- [Information provided]:
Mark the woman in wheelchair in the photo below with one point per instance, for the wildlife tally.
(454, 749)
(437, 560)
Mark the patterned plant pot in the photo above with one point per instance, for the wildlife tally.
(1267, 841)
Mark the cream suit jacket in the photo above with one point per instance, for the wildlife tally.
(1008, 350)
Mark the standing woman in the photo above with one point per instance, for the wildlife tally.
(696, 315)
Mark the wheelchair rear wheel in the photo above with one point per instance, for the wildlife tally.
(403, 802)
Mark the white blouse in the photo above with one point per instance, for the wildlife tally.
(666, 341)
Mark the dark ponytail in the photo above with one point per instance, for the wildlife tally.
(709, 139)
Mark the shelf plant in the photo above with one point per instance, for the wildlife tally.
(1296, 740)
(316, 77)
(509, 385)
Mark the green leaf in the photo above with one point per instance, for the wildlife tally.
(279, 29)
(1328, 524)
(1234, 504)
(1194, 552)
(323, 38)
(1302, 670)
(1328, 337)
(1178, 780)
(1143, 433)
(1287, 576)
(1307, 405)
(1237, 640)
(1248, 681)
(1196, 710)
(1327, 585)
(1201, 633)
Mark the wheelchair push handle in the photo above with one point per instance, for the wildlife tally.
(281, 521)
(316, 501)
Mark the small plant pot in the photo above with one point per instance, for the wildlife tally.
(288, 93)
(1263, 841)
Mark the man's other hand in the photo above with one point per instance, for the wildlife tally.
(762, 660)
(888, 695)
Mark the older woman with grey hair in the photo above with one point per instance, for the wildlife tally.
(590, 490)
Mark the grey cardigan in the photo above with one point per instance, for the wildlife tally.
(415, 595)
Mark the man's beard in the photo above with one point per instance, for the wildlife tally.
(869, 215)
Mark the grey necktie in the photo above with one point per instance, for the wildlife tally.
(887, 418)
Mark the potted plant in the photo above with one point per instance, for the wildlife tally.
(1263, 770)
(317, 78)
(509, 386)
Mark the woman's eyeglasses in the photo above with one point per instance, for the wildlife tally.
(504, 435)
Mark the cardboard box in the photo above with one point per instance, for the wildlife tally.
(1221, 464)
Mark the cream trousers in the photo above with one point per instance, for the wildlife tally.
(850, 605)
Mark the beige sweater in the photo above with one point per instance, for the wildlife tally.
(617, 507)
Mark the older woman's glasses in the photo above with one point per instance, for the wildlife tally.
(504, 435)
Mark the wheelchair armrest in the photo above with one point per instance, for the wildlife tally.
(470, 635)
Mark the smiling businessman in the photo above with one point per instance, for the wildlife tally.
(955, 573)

- [Exercise requirements]: Render the data from the line containing "Mark the smiling" through the end of the data, inclusive, as a two-column CSV with the header text,answer. Put each text and its answer together on one row, with each field in double quotes and any line breaks replaced by spaces.

- [Reply]:
text,answer
"Mark the smiling businessman in the photo above with one point per instance, for the wildlife tally.","(955, 573)"